WHAT IS BEING ASKED: Repeat every line of the data exactly, but not the pictures.
____
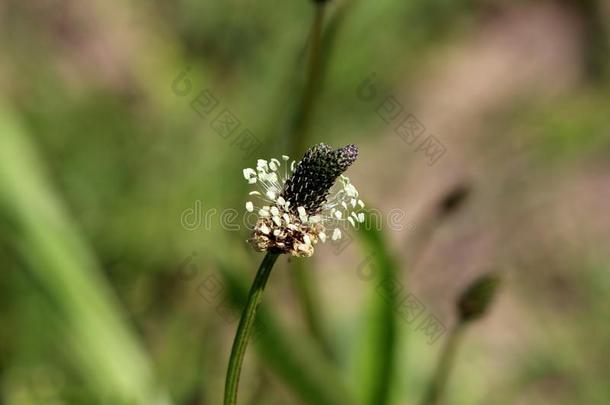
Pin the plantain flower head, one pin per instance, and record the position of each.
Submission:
(301, 203)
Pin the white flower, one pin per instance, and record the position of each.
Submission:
(298, 201)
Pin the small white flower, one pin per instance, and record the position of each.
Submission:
(336, 234)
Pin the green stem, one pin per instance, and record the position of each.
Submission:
(245, 328)
(301, 276)
(443, 367)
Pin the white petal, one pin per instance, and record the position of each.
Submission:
(307, 240)
(336, 234)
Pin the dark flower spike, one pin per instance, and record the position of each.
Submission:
(309, 185)
(302, 199)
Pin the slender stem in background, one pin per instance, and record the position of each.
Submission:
(245, 328)
(443, 367)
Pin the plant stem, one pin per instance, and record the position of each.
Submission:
(245, 328)
(443, 367)
(304, 114)
(301, 276)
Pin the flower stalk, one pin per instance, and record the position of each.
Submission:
(246, 327)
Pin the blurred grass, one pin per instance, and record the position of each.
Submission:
(126, 156)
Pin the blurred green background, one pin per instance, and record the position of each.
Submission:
(123, 271)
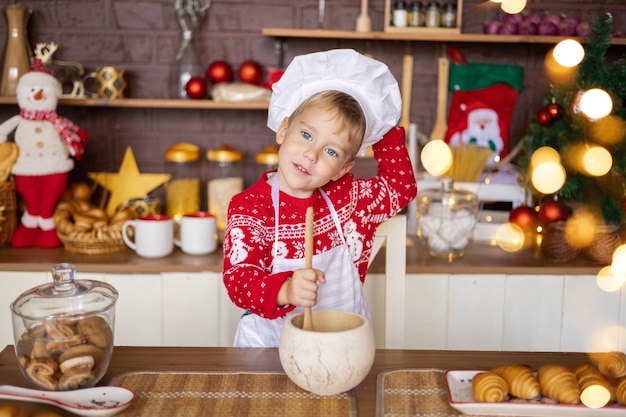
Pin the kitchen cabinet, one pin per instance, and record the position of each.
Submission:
(556, 312)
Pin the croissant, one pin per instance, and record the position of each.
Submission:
(611, 364)
(620, 391)
(559, 383)
(489, 387)
(595, 389)
(520, 379)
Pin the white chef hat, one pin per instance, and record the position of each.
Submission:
(369, 81)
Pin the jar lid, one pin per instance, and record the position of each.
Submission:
(183, 152)
(269, 156)
(224, 153)
(65, 296)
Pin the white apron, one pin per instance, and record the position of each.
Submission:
(343, 289)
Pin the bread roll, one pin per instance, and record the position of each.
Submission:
(610, 364)
(520, 379)
(12, 410)
(559, 383)
(489, 387)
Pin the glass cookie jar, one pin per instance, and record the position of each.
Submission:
(63, 331)
(225, 180)
(183, 188)
(447, 219)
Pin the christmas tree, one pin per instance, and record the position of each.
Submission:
(562, 126)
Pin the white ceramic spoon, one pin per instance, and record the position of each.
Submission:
(88, 402)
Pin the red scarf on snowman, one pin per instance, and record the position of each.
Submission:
(73, 135)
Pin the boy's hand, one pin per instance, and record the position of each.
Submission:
(301, 289)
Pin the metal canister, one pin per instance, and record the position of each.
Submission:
(226, 178)
(183, 189)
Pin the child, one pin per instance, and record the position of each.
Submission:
(327, 108)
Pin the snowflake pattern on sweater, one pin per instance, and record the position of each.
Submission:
(361, 205)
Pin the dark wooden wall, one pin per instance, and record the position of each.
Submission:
(143, 36)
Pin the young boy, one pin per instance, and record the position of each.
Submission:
(327, 108)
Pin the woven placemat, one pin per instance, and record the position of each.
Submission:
(208, 394)
(413, 393)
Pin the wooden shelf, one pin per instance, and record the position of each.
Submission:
(426, 36)
(155, 103)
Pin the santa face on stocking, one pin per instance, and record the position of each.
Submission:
(483, 130)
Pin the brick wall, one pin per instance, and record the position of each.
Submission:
(143, 37)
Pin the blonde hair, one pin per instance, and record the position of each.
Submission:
(350, 115)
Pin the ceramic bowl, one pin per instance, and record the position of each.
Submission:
(331, 359)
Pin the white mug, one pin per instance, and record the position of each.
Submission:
(153, 235)
(197, 233)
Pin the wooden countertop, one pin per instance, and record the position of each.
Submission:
(479, 259)
(184, 359)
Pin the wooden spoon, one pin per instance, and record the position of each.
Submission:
(308, 262)
(441, 124)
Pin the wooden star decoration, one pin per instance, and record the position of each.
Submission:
(128, 183)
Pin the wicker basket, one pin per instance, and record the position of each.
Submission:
(554, 246)
(92, 245)
(8, 216)
(605, 241)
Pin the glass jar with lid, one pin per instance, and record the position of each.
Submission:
(417, 17)
(433, 15)
(447, 219)
(225, 180)
(266, 160)
(448, 15)
(63, 331)
(399, 14)
(183, 189)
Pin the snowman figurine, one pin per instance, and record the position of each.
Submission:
(47, 142)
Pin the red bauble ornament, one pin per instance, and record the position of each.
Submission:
(250, 72)
(553, 211)
(197, 88)
(554, 111)
(219, 72)
(525, 217)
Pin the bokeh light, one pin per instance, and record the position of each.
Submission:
(510, 237)
(548, 177)
(513, 6)
(568, 53)
(436, 157)
(596, 103)
(544, 154)
(581, 227)
(595, 396)
(618, 263)
(608, 282)
(597, 161)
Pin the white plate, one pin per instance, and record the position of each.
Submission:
(459, 384)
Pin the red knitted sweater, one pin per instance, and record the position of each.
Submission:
(361, 204)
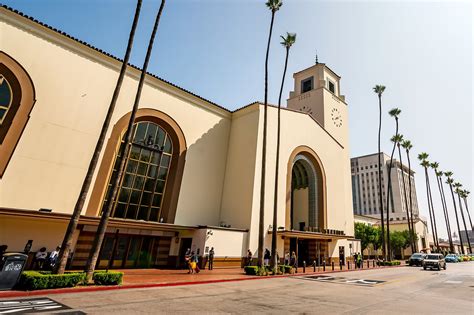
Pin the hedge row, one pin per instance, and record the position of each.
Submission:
(34, 280)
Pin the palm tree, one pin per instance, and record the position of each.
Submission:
(287, 42)
(273, 5)
(410, 227)
(450, 182)
(466, 193)
(425, 163)
(74, 220)
(439, 180)
(379, 89)
(406, 144)
(458, 191)
(394, 139)
(121, 159)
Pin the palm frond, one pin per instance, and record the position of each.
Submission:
(395, 112)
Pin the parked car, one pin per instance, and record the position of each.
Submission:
(416, 259)
(434, 261)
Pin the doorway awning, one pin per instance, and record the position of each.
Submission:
(311, 235)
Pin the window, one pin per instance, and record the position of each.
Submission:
(306, 85)
(331, 86)
(6, 97)
(142, 186)
(17, 98)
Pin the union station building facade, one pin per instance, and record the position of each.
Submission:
(192, 177)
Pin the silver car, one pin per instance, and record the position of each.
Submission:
(434, 261)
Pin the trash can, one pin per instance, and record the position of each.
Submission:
(12, 265)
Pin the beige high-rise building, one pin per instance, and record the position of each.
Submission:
(365, 187)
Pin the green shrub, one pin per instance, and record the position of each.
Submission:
(107, 278)
(33, 280)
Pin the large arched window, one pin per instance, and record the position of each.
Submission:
(142, 186)
(17, 97)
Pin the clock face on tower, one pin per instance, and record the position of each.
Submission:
(336, 117)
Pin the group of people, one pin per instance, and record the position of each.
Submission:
(192, 260)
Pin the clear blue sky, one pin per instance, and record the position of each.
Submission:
(421, 51)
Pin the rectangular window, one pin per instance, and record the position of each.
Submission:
(306, 85)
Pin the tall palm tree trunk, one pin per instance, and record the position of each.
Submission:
(411, 201)
(261, 224)
(465, 226)
(410, 227)
(94, 254)
(384, 256)
(429, 207)
(275, 194)
(467, 210)
(457, 219)
(432, 211)
(67, 241)
(445, 210)
(389, 194)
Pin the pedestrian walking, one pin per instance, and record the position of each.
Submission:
____
ANSWER TO THE PROBLEM:
Pin the plantain flower head, one pin per instance, and record the position of each.
Submission:
(301, 203)
Pin the white flower, one pin per instance, and record the position of each.
Submission:
(298, 201)
Pin the small white flower, one pin per instance, and record the position of each.
Submission:
(336, 234)
Pin the green stem, one pin per instance, and record the position of each.
Submission:
(245, 328)
(301, 276)
(443, 367)
Pin the white petal, one pin per instance, and record the position of each.
Submission:
(307, 240)
(336, 234)
Pin the dark flower spike, one pin per instance, and record the position of each.
Submission:
(309, 185)
(302, 199)
Pin the slender stem in background, one pin per instance, and record the position of each.
Submission:
(245, 328)
(443, 367)
Pin the plant stem, one pin per instance, and record the position of each.
Submission:
(245, 328)
(443, 367)
(304, 114)
(301, 276)
Pin the flower stalk, one pin per instance, and record the position of each.
Submission:
(246, 327)
Pin the blurred grass, one pin per instance, and record the position of each.
Submission:
(126, 156)
Pin the blurred green background, one pin per instance, and record the position of each.
Submission:
(123, 271)
Pin the kitchen cabinet, one pin per instance, and record the position of each.
Submission:
(556, 312)
Pin the croissant, one pin per instance, and record the position of each.
Submission:
(611, 364)
(620, 391)
(559, 383)
(489, 387)
(595, 389)
(520, 379)
Pin the white chef hat, one pin per instance, and record the position of each.
Submission:
(369, 81)
Pin the jar lid, one pin per instance, and record the position of each.
Submission:
(183, 152)
(269, 156)
(224, 153)
(65, 296)
Pin the white apron, one pin per instance, and record the position of each.
Submission:
(343, 289)
Pin the bread roll, one pin per instance, and record the position of each.
Submission:
(610, 364)
(520, 379)
(12, 410)
(559, 383)
(489, 387)
Pin the glass cookie jar, one pin per instance, and record the position of each.
Submission:
(63, 331)
(225, 180)
(183, 188)
(447, 219)
Pin the christmas tree, one pin per instance, and record the position of each.
Submission:
(562, 126)
Pin the white ceramic spoon, one pin per instance, and record the position of each.
Submission:
(88, 402)
Pin the red scarf on snowman, one pin per instance, and record the position of each.
Submission:
(73, 135)
Pin the boy's hand, one pin per instance, and record the position of each.
Submission:
(301, 289)
Pin the metal canister, one pin per instance, and record the position of each.
Submission:
(226, 178)
(183, 189)
Pin the child, one pin per instance, and record the position of each.
Submission:
(327, 108)
Pin the snowflake pattern on sweater, one pin per instance, and record the position of each.
Submission:
(361, 205)
Pin the dark wooden wall, one pin per instance, and record the position of each.
Submission:
(143, 36)
Pin the young boy, one pin per instance, and record the position of each.
Submission:
(327, 108)
Pin the woven placemat, one pin per instance, and record the position of each.
Submission:
(208, 394)
(413, 393)
Pin the wooden shelf, one pin per instance, and record the position of each.
Submission:
(426, 36)
(155, 103)
Pin the santa face on stocking, one pin per instance, and record the position of each.
Submission:
(483, 130)
Pin the brick wall, one pin per instance, and record the position of each.
Submission:
(143, 37)
Pin the blonde hair, one pin per instance, and record the position of each.
Submission:
(350, 115)
Pin the ceramic bowl, one pin per instance, and record the position of each.
Submission:
(331, 359)
Pin the white mug, one pin per instance, and record the position of each.
Submission:
(153, 235)
(197, 233)
Pin the wooden countertop, one pin per instance, and record the position of each.
Submission:
(479, 259)
(184, 359)
Pin the wooden spoon, one pin per instance, and record the position of each.
Submission:
(308, 262)
(441, 124)
Pin the wooden star decoration, one pin per instance, and record the position of each.
Submission:
(128, 183)
Pin the wicker basket, one pin per instance, and record the position of each.
Submission:
(554, 246)
(92, 245)
(8, 216)
(605, 241)
Pin the glass jar with lid, one pin per instance, and record the position of each.
Submission:
(417, 17)
(433, 15)
(447, 219)
(225, 180)
(266, 160)
(448, 15)
(63, 331)
(399, 14)
(183, 189)
Pin the snowman figurine, one pin per instance, and record the position of each.
Submission:
(47, 142)
Pin the red bauble ornament, one pin per instance, and record the position of each.
Submission:
(250, 72)
(553, 211)
(197, 88)
(554, 111)
(219, 72)
(525, 217)
Pin the bokeh light, one pin per instance, and record the position of each.
Submission:
(510, 237)
(548, 177)
(513, 6)
(568, 53)
(436, 157)
(596, 103)
(544, 154)
(581, 227)
(595, 396)
(618, 263)
(608, 282)
(597, 161)
Pin the white plate, one pin per instance, and record the position of each.
Submission:
(459, 384)
Pin the red knitted sweater, one pin per instance, and record the position of each.
Submission:
(361, 204)
Pin the hedge row, one pin per instance, and record the position of each.
Submission:
(34, 280)
Pin the palm tree, one pin per instance, and record the position of each.
Submission:
(287, 42)
(273, 5)
(410, 227)
(450, 182)
(466, 193)
(425, 163)
(74, 220)
(439, 180)
(379, 89)
(406, 144)
(458, 191)
(394, 139)
(121, 159)
Pin the palm frond, one pin per instance, and record the position of each.
Submission:
(395, 112)
Pin the parked car, one pin per instance, and record the position of each.
Submission:
(416, 259)
(434, 261)
Pin the doorway awning, one pin per instance, and record the position of each.
Submission:
(311, 235)
Pin the window, one pin per instance, and record the position of each.
Submission:
(306, 85)
(331, 86)
(6, 97)
(142, 186)
(17, 98)
Pin the union station building facade, one pin per instance, and record the position of each.
Submission:
(192, 177)
Pin the silver car, one pin per instance, and record the position of each.
Submission:
(434, 261)
Pin the trash can, one pin per instance, and record the position of each.
Submission:
(12, 265)
Pin the beige high-rise building, one pin per instance, and record the position of each.
Submission:
(365, 187)
Pin the green shrub, one pin per instance, and record the position of each.
Submission:
(107, 278)
(33, 280)
Pin the large arched window, one pin per instance, and record the position of each.
Submission:
(142, 186)
(17, 97)
Pin the clock face on tower, one pin per instance, and record the position of each.
Submission:
(336, 117)
Pin the group of people, one pin per instance, and record the position of each.
Submission:
(192, 260)
Pin the clear blue sky, one pin per instance, and record the position of each.
Submission:
(421, 51)
Pin the rectangular window, one pin per instance, and record the position of each.
Submission:
(306, 85)
Pin the tall palm tree trunk, one pin per instance, and record the position of each.
Submission:
(411, 201)
(261, 224)
(465, 226)
(410, 227)
(94, 254)
(384, 256)
(429, 207)
(275, 194)
(467, 210)
(457, 219)
(432, 211)
(67, 241)
(445, 210)
(389, 194)
Pin the pedestrian walking, one pin per instance, and record the position of each.
Submission:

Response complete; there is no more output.